● WHAT THE TASK REQUIRES:
Copy out all of the records below, switching every "real-time telestration" to "on-screen graphics" and keeping everything else the same. Leave the pictures out.

Begin

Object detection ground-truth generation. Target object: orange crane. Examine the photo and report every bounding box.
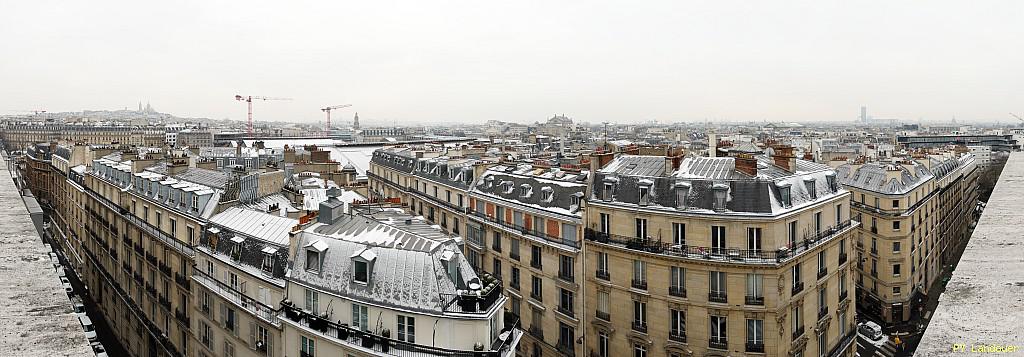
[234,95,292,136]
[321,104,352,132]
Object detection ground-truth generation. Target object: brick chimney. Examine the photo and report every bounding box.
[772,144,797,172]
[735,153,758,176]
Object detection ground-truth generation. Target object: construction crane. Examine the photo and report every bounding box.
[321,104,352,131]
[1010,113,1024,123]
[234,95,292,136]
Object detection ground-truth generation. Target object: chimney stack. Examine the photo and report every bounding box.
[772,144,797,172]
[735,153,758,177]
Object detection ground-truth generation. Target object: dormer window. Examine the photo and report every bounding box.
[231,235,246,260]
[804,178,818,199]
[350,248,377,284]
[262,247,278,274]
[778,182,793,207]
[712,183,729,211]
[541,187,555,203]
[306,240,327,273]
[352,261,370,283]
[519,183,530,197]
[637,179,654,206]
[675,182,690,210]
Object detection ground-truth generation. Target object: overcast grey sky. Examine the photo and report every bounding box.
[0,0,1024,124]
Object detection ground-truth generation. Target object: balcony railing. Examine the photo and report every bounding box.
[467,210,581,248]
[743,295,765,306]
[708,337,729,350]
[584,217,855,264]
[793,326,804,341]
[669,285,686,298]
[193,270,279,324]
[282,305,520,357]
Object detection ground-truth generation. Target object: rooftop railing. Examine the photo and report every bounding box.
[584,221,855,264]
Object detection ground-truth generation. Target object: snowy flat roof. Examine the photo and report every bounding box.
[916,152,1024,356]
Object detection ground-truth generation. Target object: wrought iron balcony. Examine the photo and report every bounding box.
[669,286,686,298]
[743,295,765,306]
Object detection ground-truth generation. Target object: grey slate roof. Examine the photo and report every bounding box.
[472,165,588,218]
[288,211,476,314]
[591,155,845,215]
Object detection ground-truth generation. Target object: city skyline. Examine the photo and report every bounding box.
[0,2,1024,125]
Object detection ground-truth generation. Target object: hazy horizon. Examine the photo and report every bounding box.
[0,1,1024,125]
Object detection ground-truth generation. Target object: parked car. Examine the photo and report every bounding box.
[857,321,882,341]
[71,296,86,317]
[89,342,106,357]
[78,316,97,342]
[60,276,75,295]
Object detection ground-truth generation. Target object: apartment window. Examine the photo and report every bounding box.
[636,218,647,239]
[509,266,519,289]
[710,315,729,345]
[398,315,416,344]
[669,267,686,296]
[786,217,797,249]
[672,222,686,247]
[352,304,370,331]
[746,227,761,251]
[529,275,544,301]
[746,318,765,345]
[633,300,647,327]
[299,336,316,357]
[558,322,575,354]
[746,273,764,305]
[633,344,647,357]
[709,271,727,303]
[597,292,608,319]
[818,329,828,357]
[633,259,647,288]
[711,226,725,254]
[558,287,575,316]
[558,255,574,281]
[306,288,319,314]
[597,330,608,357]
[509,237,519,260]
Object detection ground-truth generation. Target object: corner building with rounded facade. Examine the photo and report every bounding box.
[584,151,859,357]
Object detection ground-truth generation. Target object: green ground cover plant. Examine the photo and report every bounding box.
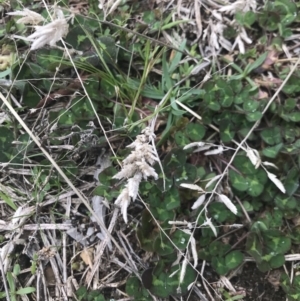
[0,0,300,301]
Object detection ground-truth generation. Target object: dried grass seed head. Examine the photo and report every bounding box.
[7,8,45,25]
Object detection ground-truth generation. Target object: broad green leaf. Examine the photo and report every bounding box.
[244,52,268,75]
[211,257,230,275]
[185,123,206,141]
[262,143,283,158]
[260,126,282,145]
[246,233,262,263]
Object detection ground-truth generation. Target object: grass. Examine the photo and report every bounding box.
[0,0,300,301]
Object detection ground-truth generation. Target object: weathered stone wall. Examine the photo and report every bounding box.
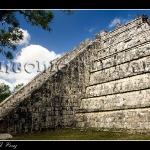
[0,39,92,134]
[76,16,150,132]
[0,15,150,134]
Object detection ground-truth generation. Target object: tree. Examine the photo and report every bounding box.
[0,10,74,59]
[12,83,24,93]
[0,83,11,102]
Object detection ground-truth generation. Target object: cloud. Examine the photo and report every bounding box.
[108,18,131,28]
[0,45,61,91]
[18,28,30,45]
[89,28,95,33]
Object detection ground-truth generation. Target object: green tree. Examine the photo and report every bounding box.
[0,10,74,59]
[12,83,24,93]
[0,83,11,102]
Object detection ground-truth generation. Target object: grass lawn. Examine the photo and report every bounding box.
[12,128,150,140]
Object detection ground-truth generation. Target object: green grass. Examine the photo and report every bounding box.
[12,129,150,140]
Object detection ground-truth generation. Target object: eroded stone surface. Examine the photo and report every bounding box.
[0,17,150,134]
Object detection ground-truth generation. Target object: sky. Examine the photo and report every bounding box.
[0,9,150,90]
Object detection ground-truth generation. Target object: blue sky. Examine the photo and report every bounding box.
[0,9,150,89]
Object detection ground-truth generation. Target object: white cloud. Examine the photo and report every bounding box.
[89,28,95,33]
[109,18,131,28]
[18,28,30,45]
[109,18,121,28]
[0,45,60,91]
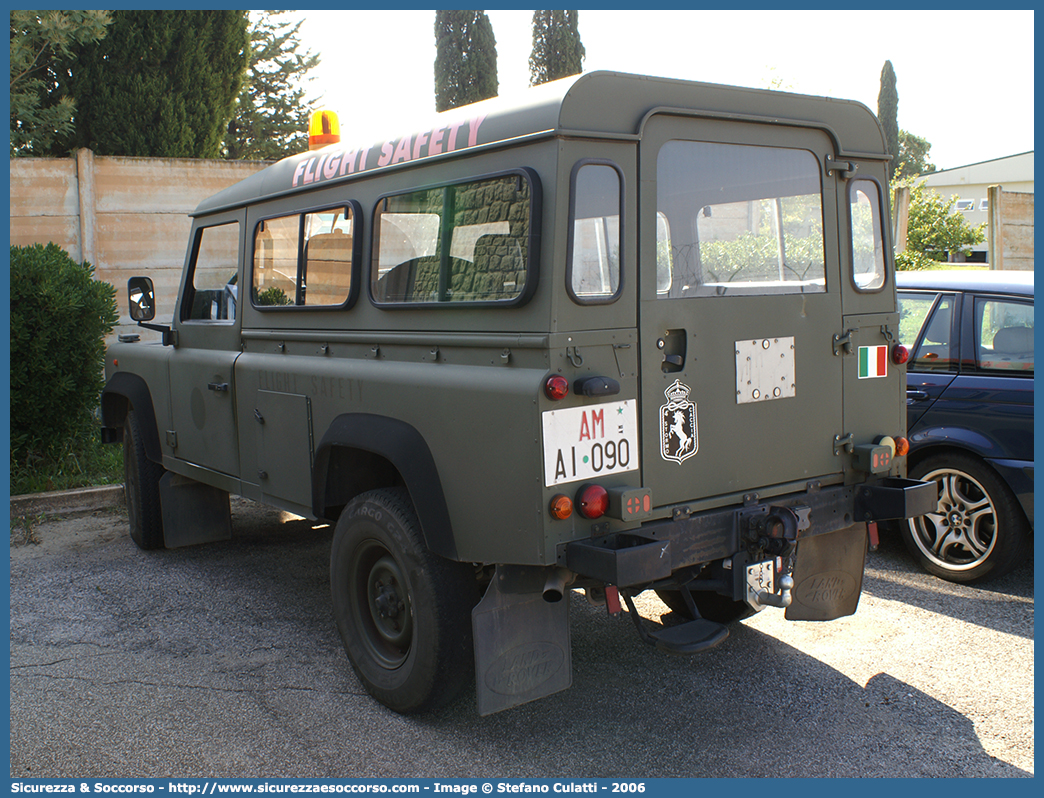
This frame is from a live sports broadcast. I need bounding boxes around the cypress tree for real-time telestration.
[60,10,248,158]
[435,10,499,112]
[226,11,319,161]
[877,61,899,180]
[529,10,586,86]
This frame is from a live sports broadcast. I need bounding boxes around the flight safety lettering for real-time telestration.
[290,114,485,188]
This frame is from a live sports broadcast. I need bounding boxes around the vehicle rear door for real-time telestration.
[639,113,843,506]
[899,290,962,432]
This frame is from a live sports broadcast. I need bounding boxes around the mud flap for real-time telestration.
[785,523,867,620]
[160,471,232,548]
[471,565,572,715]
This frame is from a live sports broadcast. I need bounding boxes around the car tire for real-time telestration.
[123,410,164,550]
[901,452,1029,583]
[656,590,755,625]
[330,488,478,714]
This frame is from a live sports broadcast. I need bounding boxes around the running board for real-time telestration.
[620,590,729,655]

End

● ANSWER TO THE EXERCISE:
Object detection ground-truth generation. Target object: orange crane. Examine the photo and report every bounding box.
[234,95,292,136]
[321,104,352,132]
Object detection ground-truth generation. Target object: brick chimney. Examine the photo and report every bounding box.
[772,144,797,172]
[735,153,758,176]
Object detection ground-truth generation. Target object: construction crane. Examine the photo and report every bounding box.
[321,104,352,131]
[1010,113,1024,123]
[234,95,292,136]
Object detection ground-truth generation. Target object: chimney stack. Examine the photo and report every bounding box.
[772,144,797,172]
[735,153,758,177]
Object detection ground-truth generation. Target object: dormer window. Examine the photo and report every bounding box.
[231,235,246,260]
[804,178,818,199]
[350,248,377,284]
[262,247,278,274]
[778,182,793,207]
[712,183,729,211]
[541,187,555,203]
[306,240,327,273]
[352,261,370,283]
[519,183,530,197]
[637,179,654,206]
[675,182,690,210]
Object detection ground-truth generation. Target object: overcast grey sky. Examine the photo and report every bounding box.
[0,0,1024,124]
Object detection ground-truth generation. Target object: balcony railing. Examine the photo and report every bounding box.
[467,210,581,248]
[743,295,765,306]
[708,337,729,350]
[584,217,855,264]
[793,326,804,341]
[669,285,686,298]
[193,270,279,324]
[282,305,520,357]
Object detection ground-truth generation. Target object: rooftop railing. Examine the photo and report every bounding box.
[584,221,855,264]
Object detection ground-truth generation. Target object: snowy flat roof. Examine the photo and report every bounding box.
[916,152,1024,356]
Object detection ground-truth generation. Target object: wrought iron balcony. Examine the photo and report every bounding box.
[669,286,686,298]
[743,295,765,306]
Object detection ground-truth generation. Target object: grey slate roof. Examine the photo and report every bounding box.
[472,165,588,218]
[288,211,476,314]
[591,155,845,215]
Object detection ground-truth generation. Target object: city skyline. Examine the photo and report every bounding box.
[0,2,1024,125]
Object detection ground-truth generation. Target object: hazy horizon. Examine the photo and report every bounding box.
[0,1,1024,125]
Object detection ground-truth generation. Target object: parked car. Examine the photo and report every bounding box.
[857,321,882,341]
[71,296,86,317]
[89,342,106,357]
[78,316,97,342]
[60,276,75,295]
Object detection ground-truth generation. Target object: apartment window. Examine the photo and report every bounding box.
[636,218,647,239]
[509,266,519,289]
[710,315,729,345]
[398,315,416,344]
[669,267,686,296]
[786,217,797,249]
[672,222,686,247]
[352,304,370,331]
[746,227,761,251]
[529,275,544,301]
[746,318,765,345]
[633,300,647,327]
[299,336,316,357]
[558,322,575,354]
[746,273,764,305]
[633,344,647,357]
[709,271,727,303]
[597,292,608,319]
[818,329,828,357]
[633,259,647,288]
[711,226,725,254]
[558,287,575,316]
[558,255,574,281]
[306,288,319,314]
[597,330,608,357]
[509,237,519,260]
Object detection ground-truth generation. Target object: corner building with rounded facade. Examine the photo and report every bounding box.
[584,151,859,357]
Object detection ground-truth generation. Target object: green ground cover plant. Examine the photo and report every bounding box.
[0,0,300,301]
Object detection ground-truth generation. Target object: dried grass seed head. Examine the photo and report every bounding box.
[7,8,45,25]
Object detection ground-truth generation. Target object: broad green leaf. Examine the photo and report every bounding box.
[244,52,268,75]
[211,257,230,275]
[185,123,206,141]
[262,143,283,158]
[260,126,282,145]
[246,233,262,263]
Object detection ground-truth generation. Target object: grass. Examine the photo and report every bounding box.
[0,0,300,301]
Object detection ground-truth generation. Target object: weathered stone wall. Examine the photo and report every bounding box.
[0,39,92,134]
[76,16,150,132]
[0,15,150,134]
Object detection ground-truth generation. Target object: tree. Examine the photo and report every bounding box.
[0,10,74,59]
[12,83,24,93]
[0,83,11,102]
Object detection ground-truth generation. Target object: cloud. Examine the photo and report every bounding box.
[108,18,131,28]
[0,45,61,91]
[18,28,30,45]
[89,28,95,33]
Object detection ground-truth generation. Target object: green tree. Examine the photo and report every bounding box.
[0,10,74,59]
[12,83,24,93]
[0,83,11,102]
Object detection ground-truth generation. Target object: grass lawn. Examine the photo and report every bounding box.
[12,128,150,140]
Object detection ground-truth generation. Target object: green grass. Examine the photo and report every bounding box.
[12,129,150,140]
Object detection ground-truth generation. Target object: eroded stone surface. Examine the photo and report every bounding box.
[0,17,150,134]
Object detection ground-truth generation. Target object: sky. Examine the photo and report every bounding box.
[0,9,150,90]
Object detection ground-truth generation. Target object: blue sky. Examine the photo and report every bounding box.
[0,9,150,89]
Object detection ground-truth generation. Target object: white cloud. Examine the photo and report every bounding box.
[89,28,95,33]
[109,18,131,28]
[18,28,30,45]
[109,18,121,28]
[0,45,60,91]
This frame is from a live sports broadcast. I need bounding boxes around the cypress tree for on-screen graphics.
[60,10,248,158]
[435,10,499,112]
[226,11,319,161]
[877,61,899,180]
[529,10,586,86]
This frame is from a live sports broadcast. I need bounding boxes around the flight safety lettering for on-screen graphics.
[290,114,485,188]
This frame is from a live sports broadcast. I need bounding boxes around the vehicle rear door for on-screen graphics.
[639,113,843,506]
[899,290,962,432]
This frame is from a live sports broadcast. I need bounding boxes around the mud flap for on-screen graphics.
[785,523,867,620]
[160,471,232,548]
[471,565,572,715]
This frame is from a live sports broadcast. I need bounding boxes around the car tire for on-screen graphics.
[123,410,164,550]
[901,452,1029,583]
[656,590,755,625]
[330,488,478,714]
This frame is from a live sports broadcast. I need bounding boxes around the running board for on-screen graphics.
[620,590,729,655]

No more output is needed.